(Items drawn from a data source)
------------------------------------------------------------------------

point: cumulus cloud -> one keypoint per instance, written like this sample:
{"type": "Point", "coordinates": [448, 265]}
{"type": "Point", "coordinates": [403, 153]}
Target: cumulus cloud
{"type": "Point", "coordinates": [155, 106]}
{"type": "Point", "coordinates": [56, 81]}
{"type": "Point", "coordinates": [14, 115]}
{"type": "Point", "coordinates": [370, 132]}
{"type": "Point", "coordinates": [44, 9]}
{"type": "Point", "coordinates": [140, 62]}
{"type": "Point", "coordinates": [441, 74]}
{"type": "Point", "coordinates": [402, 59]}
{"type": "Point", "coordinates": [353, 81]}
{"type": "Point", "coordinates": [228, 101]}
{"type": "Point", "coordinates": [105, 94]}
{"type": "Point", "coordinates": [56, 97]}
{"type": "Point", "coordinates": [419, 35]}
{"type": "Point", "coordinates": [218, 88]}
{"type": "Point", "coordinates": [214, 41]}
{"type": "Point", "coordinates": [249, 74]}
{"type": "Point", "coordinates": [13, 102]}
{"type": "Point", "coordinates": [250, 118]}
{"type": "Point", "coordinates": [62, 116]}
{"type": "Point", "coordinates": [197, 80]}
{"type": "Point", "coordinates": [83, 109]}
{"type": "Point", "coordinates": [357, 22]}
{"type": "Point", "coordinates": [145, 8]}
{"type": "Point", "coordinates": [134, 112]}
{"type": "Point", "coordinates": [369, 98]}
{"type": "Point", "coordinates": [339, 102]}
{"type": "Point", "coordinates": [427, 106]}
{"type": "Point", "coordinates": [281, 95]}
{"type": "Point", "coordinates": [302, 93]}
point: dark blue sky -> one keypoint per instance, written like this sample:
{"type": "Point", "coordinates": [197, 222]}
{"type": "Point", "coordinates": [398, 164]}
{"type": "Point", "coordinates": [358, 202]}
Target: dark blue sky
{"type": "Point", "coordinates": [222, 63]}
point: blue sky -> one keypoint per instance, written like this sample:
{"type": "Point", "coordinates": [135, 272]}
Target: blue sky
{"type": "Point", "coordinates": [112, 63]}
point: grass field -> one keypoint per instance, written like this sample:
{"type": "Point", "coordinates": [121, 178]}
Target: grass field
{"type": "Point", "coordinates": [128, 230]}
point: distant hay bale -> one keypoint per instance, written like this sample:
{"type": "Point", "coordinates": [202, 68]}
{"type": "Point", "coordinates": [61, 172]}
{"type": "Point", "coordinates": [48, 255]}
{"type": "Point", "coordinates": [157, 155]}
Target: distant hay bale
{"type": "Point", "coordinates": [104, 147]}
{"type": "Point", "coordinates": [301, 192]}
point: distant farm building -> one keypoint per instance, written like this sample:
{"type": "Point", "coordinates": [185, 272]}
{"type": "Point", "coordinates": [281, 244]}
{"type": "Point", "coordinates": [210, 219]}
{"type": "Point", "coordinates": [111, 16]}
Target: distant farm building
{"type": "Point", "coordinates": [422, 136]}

------------------------------------------------------------------------

* [What is expected]:
Reproduce every row above verbatim, changing nothing.

* [Solution for this exercise]:
point: cumulus cloud -> one keypoint per instance, written like this sample:
{"type": "Point", "coordinates": [448, 265]}
{"type": "Point", "coordinates": [403, 153]}
Target: cumulus cloud
{"type": "Point", "coordinates": [155, 106]}
{"type": "Point", "coordinates": [56, 81]}
{"type": "Point", "coordinates": [14, 115]}
{"type": "Point", "coordinates": [370, 132]}
{"type": "Point", "coordinates": [44, 9]}
{"type": "Point", "coordinates": [140, 62]}
{"type": "Point", "coordinates": [441, 74]}
{"type": "Point", "coordinates": [402, 59]}
{"type": "Point", "coordinates": [353, 81]}
{"type": "Point", "coordinates": [228, 101]}
{"type": "Point", "coordinates": [105, 94]}
{"type": "Point", "coordinates": [56, 97]}
{"type": "Point", "coordinates": [419, 35]}
{"type": "Point", "coordinates": [218, 88]}
{"type": "Point", "coordinates": [214, 41]}
{"type": "Point", "coordinates": [249, 74]}
{"type": "Point", "coordinates": [13, 102]}
{"type": "Point", "coordinates": [250, 118]}
{"type": "Point", "coordinates": [62, 116]}
{"type": "Point", "coordinates": [197, 80]}
{"type": "Point", "coordinates": [83, 109]}
{"type": "Point", "coordinates": [357, 22]}
{"type": "Point", "coordinates": [145, 8]}
{"type": "Point", "coordinates": [134, 112]}
{"type": "Point", "coordinates": [369, 98]}
{"type": "Point", "coordinates": [339, 102]}
{"type": "Point", "coordinates": [427, 106]}
{"type": "Point", "coordinates": [281, 95]}
{"type": "Point", "coordinates": [302, 93]}
point: dark blue sky -> one keypoint per instance, written like this sample:
{"type": "Point", "coordinates": [197, 222]}
{"type": "Point", "coordinates": [398, 164]}
{"type": "Point", "coordinates": [358, 202]}
Target: dark blue sky
{"type": "Point", "coordinates": [222, 63]}
point: blue sky -> one keypoint per instance, written like this sample:
{"type": "Point", "coordinates": [135, 272]}
Target: blue sky
{"type": "Point", "coordinates": [112, 63]}
point: grass field -> one keypoint per instance, written like this sample:
{"type": "Point", "coordinates": [121, 178]}
Target: grass field
{"type": "Point", "coordinates": [128, 230]}
point: distant hay bale -> one keypoint per instance, written like this sample:
{"type": "Point", "coordinates": [202, 68]}
{"type": "Point", "coordinates": [61, 172]}
{"type": "Point", "coordinates": [48, 255]}
{"type": "Point", "coordinates": [157, 155]}
Target: distant hay bale
{"type": "Point", "coordinates": [104, 147]}
{"type": "Point", "coordinates": [301, 192]}
point: distant farm building -> one keypoint per instance, written like this sample:
{"type": "Point", "coordinates": [185, 272]}
{"type": "Point", "coordinates": [281, 244]}
{"type": "Point", "coordinates": [210, 219]}
{"type": "Point", "coordinates": [111, 16]}
Target: distant farm building
{"type": "Point", "coordinates": [422, 136]}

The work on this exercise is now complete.